■ THE PROBLEM:
Repeat exactly the lines that run from the one containing "TARGET: haze over water" to the end of the data, and leave out all others.

■ INFORMATION SHOWN:
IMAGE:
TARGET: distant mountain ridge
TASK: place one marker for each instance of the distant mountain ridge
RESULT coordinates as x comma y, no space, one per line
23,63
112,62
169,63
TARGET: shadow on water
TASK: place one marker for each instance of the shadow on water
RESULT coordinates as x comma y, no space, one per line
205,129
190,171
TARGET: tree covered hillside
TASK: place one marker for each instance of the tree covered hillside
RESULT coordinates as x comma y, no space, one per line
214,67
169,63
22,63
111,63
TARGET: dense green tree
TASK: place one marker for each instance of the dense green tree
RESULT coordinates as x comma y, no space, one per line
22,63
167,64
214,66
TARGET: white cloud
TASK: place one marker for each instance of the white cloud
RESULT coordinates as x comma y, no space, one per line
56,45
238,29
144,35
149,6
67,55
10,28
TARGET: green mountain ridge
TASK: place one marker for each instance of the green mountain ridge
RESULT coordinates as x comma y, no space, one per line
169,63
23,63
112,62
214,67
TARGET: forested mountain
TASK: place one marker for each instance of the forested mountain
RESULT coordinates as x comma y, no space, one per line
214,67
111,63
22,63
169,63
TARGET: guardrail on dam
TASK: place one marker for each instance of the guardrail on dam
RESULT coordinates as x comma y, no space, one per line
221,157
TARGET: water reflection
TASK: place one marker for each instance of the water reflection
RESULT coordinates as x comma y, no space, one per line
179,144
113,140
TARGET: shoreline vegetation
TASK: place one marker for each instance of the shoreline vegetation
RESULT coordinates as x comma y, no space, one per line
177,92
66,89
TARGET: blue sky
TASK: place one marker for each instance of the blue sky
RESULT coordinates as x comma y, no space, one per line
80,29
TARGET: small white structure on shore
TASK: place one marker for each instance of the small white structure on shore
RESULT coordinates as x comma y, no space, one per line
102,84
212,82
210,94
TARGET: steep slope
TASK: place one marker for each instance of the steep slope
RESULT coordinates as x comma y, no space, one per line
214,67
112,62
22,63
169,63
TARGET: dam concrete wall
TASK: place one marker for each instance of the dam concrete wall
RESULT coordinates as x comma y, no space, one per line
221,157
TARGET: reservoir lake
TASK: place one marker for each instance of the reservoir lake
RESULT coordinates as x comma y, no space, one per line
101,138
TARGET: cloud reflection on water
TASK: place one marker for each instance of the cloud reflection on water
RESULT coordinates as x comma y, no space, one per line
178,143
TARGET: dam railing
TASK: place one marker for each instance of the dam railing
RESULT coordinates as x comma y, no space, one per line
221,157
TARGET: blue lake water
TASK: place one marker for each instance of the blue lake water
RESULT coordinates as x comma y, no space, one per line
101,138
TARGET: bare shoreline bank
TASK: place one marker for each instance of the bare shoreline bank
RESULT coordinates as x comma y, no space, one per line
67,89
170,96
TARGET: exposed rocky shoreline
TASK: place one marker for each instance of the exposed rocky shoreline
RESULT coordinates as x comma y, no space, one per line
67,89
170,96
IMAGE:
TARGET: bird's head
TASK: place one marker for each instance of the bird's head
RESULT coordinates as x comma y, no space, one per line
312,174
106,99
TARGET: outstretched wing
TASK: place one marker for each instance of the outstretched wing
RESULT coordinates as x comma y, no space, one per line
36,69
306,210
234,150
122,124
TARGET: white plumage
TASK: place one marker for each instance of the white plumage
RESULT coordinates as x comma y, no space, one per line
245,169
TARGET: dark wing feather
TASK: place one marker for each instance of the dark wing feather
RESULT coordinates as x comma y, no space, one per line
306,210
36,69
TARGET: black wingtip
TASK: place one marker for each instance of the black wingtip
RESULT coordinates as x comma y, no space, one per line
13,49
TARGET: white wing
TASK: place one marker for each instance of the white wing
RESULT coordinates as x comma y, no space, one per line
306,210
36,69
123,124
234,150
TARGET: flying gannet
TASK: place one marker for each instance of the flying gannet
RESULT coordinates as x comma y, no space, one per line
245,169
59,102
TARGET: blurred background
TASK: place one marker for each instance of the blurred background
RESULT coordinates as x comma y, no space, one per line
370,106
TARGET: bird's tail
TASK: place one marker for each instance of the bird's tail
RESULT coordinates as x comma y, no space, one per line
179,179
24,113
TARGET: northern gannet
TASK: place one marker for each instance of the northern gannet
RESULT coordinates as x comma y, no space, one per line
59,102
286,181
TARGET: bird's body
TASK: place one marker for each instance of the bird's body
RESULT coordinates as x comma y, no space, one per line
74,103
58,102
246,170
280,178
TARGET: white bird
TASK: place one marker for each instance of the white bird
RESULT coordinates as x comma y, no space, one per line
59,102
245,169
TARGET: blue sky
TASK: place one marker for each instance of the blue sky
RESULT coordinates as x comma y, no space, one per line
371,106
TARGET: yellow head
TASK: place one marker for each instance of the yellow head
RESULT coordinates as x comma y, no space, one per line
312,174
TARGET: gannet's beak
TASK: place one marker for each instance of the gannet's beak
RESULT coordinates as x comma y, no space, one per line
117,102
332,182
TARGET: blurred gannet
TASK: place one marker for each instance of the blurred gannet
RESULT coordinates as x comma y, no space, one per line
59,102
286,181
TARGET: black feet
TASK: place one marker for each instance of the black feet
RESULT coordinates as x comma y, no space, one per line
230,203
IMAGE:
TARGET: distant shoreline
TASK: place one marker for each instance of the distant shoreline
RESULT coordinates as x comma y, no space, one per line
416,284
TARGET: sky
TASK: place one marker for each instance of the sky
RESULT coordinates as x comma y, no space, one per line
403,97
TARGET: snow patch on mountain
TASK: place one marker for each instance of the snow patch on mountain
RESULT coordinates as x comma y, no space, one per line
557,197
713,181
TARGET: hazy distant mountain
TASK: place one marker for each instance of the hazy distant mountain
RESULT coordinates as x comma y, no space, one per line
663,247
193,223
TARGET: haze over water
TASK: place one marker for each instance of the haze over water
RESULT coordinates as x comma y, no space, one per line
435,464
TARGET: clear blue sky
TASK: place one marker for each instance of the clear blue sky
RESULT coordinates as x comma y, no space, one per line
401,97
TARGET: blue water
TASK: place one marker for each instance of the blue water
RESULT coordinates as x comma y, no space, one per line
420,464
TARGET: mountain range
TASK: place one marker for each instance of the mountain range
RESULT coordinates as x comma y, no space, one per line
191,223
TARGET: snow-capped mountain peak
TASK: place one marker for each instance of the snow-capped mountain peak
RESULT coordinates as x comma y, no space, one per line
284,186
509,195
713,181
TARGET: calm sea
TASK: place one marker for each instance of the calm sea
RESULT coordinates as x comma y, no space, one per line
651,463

■ FINISHED ANSWER:
TARGET: haze over water
TASK: place one marker for each instance of the haze over water
RESULT coordinates as x comma y, no space, one per line
435,464
TARGET: clear blue sky
TASK: place one marker for each instance of the clear blue sky
RESULT coordinates as x comma y, no space, one per line
401,97
TARGET: blue water
TASK: place one marker for each instance of the blue water
RESULT coordinates as x comma y, no space, one per line
420,464
TARGET: mountain range
TASK: place one marker for each instance of the mountain range
RESULT coordinates as x comma y, no space, one per line
191,223
TARGET: snow-capped mountain peak
TASK: place one marker for each instance of the snow-capped mountain peak
RESULT coordinates as x comma y, no space, one per line
284,186
509,195
713,181
TARGET: calm sea
TASK: place one marker for each instance of the calm sea
RESULT coordinates as x comma y, no space, one per line
651,463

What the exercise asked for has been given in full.